- [Short problem]
Write out all of the data below again, substituting "central point" for every occurrence of "innermost point" and leaving everything else unchanged. Leave the pictures out of the answer.

* * *

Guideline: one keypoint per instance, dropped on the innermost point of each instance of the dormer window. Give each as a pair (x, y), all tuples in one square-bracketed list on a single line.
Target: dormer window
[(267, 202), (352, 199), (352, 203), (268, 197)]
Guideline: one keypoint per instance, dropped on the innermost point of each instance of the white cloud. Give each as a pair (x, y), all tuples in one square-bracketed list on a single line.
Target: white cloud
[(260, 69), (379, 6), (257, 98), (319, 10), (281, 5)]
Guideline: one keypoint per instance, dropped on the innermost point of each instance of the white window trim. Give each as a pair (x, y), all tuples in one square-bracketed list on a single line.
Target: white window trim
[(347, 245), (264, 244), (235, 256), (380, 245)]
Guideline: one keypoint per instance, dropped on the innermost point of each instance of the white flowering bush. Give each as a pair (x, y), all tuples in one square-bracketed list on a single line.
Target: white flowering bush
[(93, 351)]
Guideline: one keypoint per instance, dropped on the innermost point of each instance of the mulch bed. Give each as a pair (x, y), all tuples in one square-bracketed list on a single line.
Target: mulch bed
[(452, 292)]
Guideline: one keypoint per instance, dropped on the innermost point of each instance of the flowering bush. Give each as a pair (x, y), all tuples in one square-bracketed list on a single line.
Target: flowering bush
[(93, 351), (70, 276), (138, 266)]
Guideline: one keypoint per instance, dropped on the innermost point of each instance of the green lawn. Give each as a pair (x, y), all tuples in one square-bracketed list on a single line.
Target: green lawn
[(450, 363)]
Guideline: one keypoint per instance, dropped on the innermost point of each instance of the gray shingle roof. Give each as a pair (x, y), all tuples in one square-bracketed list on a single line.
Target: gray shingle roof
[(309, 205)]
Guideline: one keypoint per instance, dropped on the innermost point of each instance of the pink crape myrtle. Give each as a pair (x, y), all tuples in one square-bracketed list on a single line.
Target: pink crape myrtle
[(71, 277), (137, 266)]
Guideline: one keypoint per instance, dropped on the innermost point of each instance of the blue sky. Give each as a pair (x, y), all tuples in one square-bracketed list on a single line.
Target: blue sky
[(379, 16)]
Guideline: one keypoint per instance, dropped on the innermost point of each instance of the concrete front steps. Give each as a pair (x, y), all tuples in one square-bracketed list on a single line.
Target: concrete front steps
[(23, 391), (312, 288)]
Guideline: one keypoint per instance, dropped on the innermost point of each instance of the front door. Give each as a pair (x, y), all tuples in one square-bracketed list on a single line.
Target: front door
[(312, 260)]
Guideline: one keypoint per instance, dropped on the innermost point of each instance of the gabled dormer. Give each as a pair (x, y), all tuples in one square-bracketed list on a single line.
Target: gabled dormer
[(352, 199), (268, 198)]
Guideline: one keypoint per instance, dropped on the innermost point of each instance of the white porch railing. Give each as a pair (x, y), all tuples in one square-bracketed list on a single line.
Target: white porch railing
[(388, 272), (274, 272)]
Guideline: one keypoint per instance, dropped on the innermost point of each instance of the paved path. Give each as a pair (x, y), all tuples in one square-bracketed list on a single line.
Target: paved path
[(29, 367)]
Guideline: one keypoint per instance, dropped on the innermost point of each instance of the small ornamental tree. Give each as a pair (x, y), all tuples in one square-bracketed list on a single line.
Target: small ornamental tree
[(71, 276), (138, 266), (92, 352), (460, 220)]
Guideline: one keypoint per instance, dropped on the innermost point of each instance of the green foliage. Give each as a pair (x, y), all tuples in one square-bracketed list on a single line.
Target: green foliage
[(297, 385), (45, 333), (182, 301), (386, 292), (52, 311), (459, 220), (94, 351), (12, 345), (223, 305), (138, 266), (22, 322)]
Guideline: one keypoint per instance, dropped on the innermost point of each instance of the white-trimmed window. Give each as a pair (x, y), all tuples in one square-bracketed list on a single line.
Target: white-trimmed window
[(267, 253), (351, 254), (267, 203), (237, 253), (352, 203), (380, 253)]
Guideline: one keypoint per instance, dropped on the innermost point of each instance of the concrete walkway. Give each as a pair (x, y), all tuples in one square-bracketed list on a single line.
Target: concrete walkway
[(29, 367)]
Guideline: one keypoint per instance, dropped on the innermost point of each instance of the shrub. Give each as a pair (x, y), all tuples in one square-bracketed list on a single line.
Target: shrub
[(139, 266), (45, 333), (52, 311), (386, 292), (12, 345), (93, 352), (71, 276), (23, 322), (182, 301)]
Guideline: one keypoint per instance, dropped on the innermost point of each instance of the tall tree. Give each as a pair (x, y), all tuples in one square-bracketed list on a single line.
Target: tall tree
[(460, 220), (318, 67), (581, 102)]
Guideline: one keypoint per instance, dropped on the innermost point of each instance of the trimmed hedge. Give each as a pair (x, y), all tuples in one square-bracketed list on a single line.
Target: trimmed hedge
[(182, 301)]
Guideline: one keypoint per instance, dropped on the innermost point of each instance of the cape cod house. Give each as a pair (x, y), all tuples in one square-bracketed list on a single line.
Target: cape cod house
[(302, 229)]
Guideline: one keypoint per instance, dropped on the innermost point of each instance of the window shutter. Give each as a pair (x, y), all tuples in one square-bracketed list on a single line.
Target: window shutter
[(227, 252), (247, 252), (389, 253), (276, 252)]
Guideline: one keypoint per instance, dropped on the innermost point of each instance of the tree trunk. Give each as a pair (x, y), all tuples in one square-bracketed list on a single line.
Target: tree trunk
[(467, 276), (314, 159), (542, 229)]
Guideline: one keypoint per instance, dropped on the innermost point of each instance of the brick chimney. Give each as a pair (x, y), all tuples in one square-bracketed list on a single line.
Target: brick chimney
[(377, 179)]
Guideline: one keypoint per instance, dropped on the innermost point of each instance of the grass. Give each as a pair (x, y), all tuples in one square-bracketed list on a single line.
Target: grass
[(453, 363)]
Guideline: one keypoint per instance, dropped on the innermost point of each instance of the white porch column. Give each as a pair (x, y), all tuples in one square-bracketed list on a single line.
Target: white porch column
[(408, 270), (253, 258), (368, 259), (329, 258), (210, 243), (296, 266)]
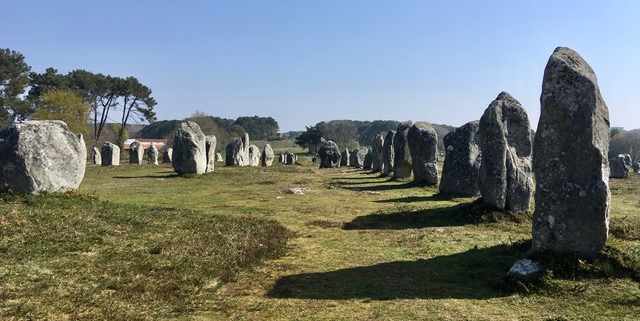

* * *

- [Expected answer]
Guideline: one keypoint per instance, dropped on the central point of each instance of the dormer window. Give each as a pair (x, y), all tuples in one square-bracketed list on a single line.
Target: dormer window
[(267, 202), (352, 199), (352, 203), (268, 197)]
Guideline: one keypoint per instance, dropped on the central point of each instance of the white cloud. Give each as a pair (x, y), all tuples in one square-bracketed list on a single line.
Target: white cloud
[(260, 69), (379, 6), (257, 98), (319, 10), (281, 5)]
Guideline: one keypoint per instance, dropped on the central point of each instance of the white window trim. Give each as a pair (x, y), all tuples in one square-bracketed list on a single line.
Target: white window trim
[(347, 245), (264, 244), (235, 256), (380, 245)]
Guideline: one keypoint per instance, dropped on the central point of each instance of the white flowering bush. Give each as a pair (x, y), all tuples in one square-bracketed list on a single line.
Target: white flowering bush
[(93, 351)]
Guideline: one keypoint per instance, dropped on the central point of each instance of the mulch bed. Give each as a pair (x, y), all tuples in one square-bracketed list on a single line.
Target: mulch bed
[(452, 292)]
Guideline: one keypoint per instance, dropped on the central point of each instance of the flowering bush. Give each as a pair (x, y), all tuples in one square-bracketed list on a single line.
Target: flowering bush
[(93, 351), (70, 276), (138, 266)]
Guideline: one keypoint per instance, dropped on the central point of each instance of the green lawn. Give each as a pair (x, y), all tuples in one square-bracketed list on a single line.
Target: green lawn
[(450, 363)]
Guideline: one keypoint per instance, dropped on the central point of each instance of the gray shingle roof. Give each as a pair (x, y), all tuples in one square-bracketed list on a single line.
Target: gray shingle roof
[(309, 205)]
Guideline: one keypoint per instance, dropped on the central point of each instance of the pink crape myrtle. Give each as a pair (x, y), all tuples in one square-bracketed list on a single line.
Target: pink crape myrtle
[(71, 277), (137, 266)]
Guideline: one keypoint per instance, dropped on the central point of each instance of the blue sky. Give each as a pair (x, y), all tuples in one square-bracketed list on a single line.
Target: blue sky
[(379, 16)]
Guideline: one keypoint per instance, dropped on the central point of each instance of the concrete front steps. Give each as a pair (x, y), all tuples in one square-bracketed list on a single line.
Target: concrete front steps
[(23, 391), (312, 288)]
Guideline: one keypoint per instance, dropped on the central point of each instance of the front door. Give each as a pair (x, y), all tuples in one square-bracketed list on a single line.
Target: front door
[(312, 260)]
Guideline: one keypoint per instance, dropped on the central point of each instance of the gabled dormer. Give each as a pair (x, y), all tuples in one square-bracketed list on a single line.
Target: gabled dormer
[(352, 199), (268, 198)]
Guideline: one keypoint per instance, dropped on the central point of each instance of the white porch railing. Give each as a pair (x, y), all tuples in one square-bracketed list on a single line.
Target: white porch railing
[(388, 272), (274, 272)]
Guideline: one keypoint per instance, dropped on the central point of each instance of the paved path. Give each as a pair (x, y), all tuples in one square-bracketed list on a single line.
Target: paved path
[(29, 367)]
Guideline: one keypoint per instance, dropped on the central point of each instance of the small ornamental tree. Give each as a pair (x, y), all tuples in one square-bracketed list on a single line.
Target: small ornamental tree
[(71, 276), (138, 266), (92, 352), (460, 220)]
Guideline: one keypoint per instance, dropped on the central point of each instance of the green foliage. Give each as a pair (x, y), all tuples in one square-bracketed list on a single line.
Target: green foliage
[(297, 385), (45, 333), (182, 301), (386, 292), (52, 311), (459, 220), (94, 351), (12, 345), (223, 305), (138, 266), (22, 322)]
Guideline: one keypoint per instance, dropped on the central point of each instance of the white-trimmed window. Give each as a pair (x, y), all tuples in one square-bracketed list on a single line.
Target: white-trimmed window
[(267, 253), (351, 254), (267, 203), (237, 253), (352, 203), (380, 253)]
Guideline: one keypoint per instance, dropped on the central point of each instance of the concrete walkway. Give each as a pair (x, y), all tuples in one square-bracketed list on a single line.
Target: concrete walkway
[(29, 367)]
Guideline: one keypoint per instance, dropped on the central point of each instance of the shrub. Give each as a pair (x, y), all tuples in one square-bracketed list on a single line.
Target: shrub
[(139, 266), (45, 333), (52, 311), (386, 292), (12, 345), (93, 352), (71, 276), (23, 322), (182, 301)]
Guideline: one keypoint per instance, dropped on the central point of each instance of the tall tree. Give each as a pair (x, y), all tuples in one square-bracketed list on a single line.
Target: tall tree
[(460, 220), (318, 67), (581, 102)]
Guideline: one keypoint per instance, dropped on the central point of each instance of the trimmed hedge. Give each as a pair (x, y), all tuples in one square-bracketed list on a single line.
Target: trimmed hedge
[(182, 301)]
Guideline: one keypoint per instance, dropped on the central point of each instance of the cape cod house. Give each as a pair (x, y), all tuples in one square-bracketed list on a single line.
Target: cape cod house
[(302, 229)]
Guideline: one keypoint per instance, dropped on the central point of each instance of the window shutter. Give each as a pair (x, y), all tuples in one square-bracketed list on a single line.
Target: window shutter
[(227, 252), (247, 252), (389, 253), (276, 252)]
Guideline: one keypoint per instance, dropped on the central point of each instance of the tree trunk. Give each as a pair (x, y), all tuples in one square-bracketed list on a single line.
Target: tree trunk
[(467, 276), (314, 159), (542, 229)]
Guideline: one keypoint per instance, dropped on the central point of each instance of the brick chimney. Give each as a pair (x, y), all tuples in one square-bracketed list on a single line.
Target: brick chimney
[(377, 179)]
Guideline: one keypoint per instance, dropped on the central point of each instance of the grass. Give each as a pair (x, y), all tuples in one square-bracketed list on a single line.
Target: grass
[(453, 363)]
Guideline: one keypoint per instance, dropped on the central point of each instance of the white porch column. Give each as a pair (x, y), all tuples in one square-bracketed list on a single line.
Target: white porch column
[(408, 270), (253, 258), (368, 259), (329, 258), (210, 243), (296, 266)]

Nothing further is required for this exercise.